Record set:
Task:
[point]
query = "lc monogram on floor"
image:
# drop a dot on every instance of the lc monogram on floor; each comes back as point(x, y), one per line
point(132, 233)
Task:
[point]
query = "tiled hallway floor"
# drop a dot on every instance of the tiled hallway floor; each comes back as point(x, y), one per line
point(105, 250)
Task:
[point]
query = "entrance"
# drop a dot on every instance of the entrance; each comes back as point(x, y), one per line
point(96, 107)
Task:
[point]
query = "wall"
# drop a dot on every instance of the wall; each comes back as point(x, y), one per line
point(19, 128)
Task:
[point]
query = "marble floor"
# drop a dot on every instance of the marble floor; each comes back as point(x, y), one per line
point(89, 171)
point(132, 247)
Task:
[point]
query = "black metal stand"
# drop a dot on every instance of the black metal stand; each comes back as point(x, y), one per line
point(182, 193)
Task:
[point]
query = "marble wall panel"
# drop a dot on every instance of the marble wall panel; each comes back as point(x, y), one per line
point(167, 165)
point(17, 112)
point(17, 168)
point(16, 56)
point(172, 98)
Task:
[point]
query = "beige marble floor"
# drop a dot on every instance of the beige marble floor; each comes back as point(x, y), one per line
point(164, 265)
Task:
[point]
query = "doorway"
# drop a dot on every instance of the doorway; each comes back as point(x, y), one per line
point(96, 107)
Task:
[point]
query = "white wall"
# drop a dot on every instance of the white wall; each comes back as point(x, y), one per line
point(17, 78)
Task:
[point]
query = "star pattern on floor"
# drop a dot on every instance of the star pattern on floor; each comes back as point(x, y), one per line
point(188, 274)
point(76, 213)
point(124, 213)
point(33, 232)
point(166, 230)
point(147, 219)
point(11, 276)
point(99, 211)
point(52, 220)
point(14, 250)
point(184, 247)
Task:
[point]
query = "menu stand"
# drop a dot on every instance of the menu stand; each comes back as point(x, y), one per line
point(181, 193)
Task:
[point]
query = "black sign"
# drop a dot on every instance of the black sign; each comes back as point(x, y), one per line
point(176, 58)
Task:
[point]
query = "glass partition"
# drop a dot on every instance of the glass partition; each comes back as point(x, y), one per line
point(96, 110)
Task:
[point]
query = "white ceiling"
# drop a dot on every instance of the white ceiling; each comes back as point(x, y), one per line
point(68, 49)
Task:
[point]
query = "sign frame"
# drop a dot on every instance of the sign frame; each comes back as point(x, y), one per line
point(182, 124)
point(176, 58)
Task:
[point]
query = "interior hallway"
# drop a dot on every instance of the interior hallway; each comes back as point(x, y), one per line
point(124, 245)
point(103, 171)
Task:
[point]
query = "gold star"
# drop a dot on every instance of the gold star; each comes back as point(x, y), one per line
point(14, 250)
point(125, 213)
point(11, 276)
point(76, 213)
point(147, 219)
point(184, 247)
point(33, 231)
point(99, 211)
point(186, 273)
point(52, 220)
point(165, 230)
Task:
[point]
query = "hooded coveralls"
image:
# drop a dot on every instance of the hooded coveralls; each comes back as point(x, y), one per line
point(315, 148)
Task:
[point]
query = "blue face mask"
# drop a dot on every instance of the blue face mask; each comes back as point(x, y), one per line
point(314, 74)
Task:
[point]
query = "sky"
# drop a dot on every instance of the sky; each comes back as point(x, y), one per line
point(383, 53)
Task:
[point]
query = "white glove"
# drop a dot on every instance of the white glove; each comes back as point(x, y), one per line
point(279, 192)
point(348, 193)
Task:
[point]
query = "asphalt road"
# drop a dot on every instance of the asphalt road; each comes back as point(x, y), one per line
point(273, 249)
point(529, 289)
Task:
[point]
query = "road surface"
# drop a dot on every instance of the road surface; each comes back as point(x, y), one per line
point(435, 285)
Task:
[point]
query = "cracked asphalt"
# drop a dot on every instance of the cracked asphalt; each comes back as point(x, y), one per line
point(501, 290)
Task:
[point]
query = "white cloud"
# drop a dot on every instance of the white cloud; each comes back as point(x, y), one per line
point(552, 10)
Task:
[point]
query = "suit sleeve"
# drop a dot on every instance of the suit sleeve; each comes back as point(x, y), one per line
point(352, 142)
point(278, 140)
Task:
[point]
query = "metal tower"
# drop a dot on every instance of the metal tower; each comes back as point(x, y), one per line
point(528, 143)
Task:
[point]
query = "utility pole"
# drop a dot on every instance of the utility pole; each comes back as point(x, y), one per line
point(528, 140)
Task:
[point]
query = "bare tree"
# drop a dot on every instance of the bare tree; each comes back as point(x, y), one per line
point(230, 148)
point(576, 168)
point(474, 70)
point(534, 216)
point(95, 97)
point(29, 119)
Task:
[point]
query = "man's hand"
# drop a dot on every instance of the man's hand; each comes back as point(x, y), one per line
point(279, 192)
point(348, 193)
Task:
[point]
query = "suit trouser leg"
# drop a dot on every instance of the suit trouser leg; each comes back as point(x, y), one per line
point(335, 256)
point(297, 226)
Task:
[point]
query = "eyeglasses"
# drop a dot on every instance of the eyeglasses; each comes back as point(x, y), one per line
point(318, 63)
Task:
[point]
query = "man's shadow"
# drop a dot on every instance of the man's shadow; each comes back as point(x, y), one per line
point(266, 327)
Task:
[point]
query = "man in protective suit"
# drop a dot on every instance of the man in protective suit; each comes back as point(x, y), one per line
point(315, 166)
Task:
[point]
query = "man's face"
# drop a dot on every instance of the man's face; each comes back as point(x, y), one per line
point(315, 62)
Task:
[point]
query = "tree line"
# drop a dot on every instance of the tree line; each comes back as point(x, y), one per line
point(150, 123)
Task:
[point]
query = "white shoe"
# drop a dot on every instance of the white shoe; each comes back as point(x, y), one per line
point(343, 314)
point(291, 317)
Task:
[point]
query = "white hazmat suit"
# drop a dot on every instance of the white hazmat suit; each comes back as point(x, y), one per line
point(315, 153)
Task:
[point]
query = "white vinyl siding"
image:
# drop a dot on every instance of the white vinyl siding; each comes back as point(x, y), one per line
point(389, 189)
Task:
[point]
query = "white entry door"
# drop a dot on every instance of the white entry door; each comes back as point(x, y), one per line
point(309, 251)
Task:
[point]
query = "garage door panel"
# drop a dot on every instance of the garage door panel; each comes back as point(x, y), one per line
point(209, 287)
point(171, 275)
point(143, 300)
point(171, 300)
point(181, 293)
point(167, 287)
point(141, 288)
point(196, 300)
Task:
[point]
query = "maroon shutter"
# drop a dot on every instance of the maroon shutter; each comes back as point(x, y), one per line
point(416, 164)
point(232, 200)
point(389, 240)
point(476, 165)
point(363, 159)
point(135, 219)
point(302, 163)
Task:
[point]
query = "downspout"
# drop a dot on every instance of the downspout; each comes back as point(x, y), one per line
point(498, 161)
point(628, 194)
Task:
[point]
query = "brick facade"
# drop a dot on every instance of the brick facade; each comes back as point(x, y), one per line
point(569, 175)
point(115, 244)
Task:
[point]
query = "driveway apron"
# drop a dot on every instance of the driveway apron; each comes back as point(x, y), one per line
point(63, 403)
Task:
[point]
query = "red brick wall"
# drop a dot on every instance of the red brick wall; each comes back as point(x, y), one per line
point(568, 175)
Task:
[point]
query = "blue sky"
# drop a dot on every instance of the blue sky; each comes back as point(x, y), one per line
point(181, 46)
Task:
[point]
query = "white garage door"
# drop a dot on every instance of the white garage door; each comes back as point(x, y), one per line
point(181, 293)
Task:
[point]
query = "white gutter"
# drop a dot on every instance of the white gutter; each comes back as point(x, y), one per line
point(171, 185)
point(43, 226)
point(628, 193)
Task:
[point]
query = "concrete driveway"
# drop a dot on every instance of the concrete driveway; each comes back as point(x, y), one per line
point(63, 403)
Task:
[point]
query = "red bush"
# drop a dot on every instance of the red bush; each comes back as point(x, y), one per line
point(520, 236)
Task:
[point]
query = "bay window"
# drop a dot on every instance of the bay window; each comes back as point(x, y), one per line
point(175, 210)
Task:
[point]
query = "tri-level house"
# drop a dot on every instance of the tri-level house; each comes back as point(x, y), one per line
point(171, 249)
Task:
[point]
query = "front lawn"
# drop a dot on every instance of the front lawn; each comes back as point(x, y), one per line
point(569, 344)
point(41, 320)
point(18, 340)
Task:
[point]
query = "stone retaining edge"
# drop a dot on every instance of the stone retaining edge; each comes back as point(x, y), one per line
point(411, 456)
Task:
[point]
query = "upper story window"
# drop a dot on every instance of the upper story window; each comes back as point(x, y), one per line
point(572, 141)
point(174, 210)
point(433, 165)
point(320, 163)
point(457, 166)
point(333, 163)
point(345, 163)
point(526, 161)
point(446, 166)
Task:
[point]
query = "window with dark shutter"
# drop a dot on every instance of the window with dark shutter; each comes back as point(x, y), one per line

Objective:
Arrange the listing above as a JSON list of strings, from its first line up to and including the line with "point(181, 193)". Use one string per line and leave out blank lines.

Output below:
[
  "Task:",
  "[point]",
  "query = \"lc monogram on floor\"",
  "image:",
  "# drop a dot on every instance of the lc monogram on floor; each comes back as point(x, y), one per line",
  "point(132, 233)",
  "Task:",
  "[point]",
  "query = \"tiled hallway floor\"",
  "# drop a dot on every instance of the tiled hallway floor; each comes back as point(x, y), one per line",
  "point(105, 250)",
  "Task:",
  "[point]",
  "query = \"entrance\"",
  "# drop a dot on every instance of the entrance; each comes back as point(x, y), one per line",
  "point(96, 107)",
  "Task:",
  "[point]",
  "query = \"wall\"",
  "# drop a dot on every instance of the wall; each comes back as point(x, y), one per line",
  "point(19, 128)",
  "Task:",
  "[point]",
  "query = \"marble floor\"",
  "# drop a dot on every instance of the marble floor; each comes back as point(x, y), one per line",
  "point(89, 171)",
  "point(132, 247)",
  "Task:",
  "[point]",
  "query = \"black metal stand\"",
  "# drop a dot on every instance of the black metal stand; each comes back as point(x, y), one per line",
  "point(182, 193)",
  "Task:",
  "[point]",
  "query = \"marble wall panel\"",
  "# drop a dot on every instance of the marble wall panel; each comes back as point(x, y), one per line",
  "point(167, 165)",
  "point(17, 112)",
  "point(17, 168)",
  "point(16, 56)",
  "point(172, 98)",
  "Task:",
  "[point]",
  "query = \"beige marble floor\"",
  "# drop a dot on every instance of the beige marble floor; each comes back as point(x, y), one per line",
  "point(164, 265)",
  "Task:",
  "[point]",
  "query = \"doorway\"",
  "# drop a dot on every instance of the doorway; each comes back as point(x, y), one per line",
  "point(96, 107)",
  "Task:",
  "[point]",
  "query = \"white wall\"",
  "# drop a dot on every instance of the white wall; each comes back as point(x, y), one per line",
  "point(17, 78)",
  "Task:",
  "[point]",
  "query = \"star pattern on floor\"",
  "# drop a dot on every instance of the star pattern on floor; each comes back as point(x, y), one per line",
  "point(188, 274)",
  "point(76, 213)",
  "point(124, 213)",
  "point(33, 232)",
  "point(166, 230)",
  "point(147, 219)",
  "point(11, 276)",
  "point(99, 211)",
  "point(52, 220)",
  "point(14, 250)",
  "point(184, 247)",
  "Task:",
  "[point]",
  "query = \"menu stand\"",
  "# drop a dot on every instance of the menu stand; each comes back as point(x, y), one per line",
  "point(181, 193)"
]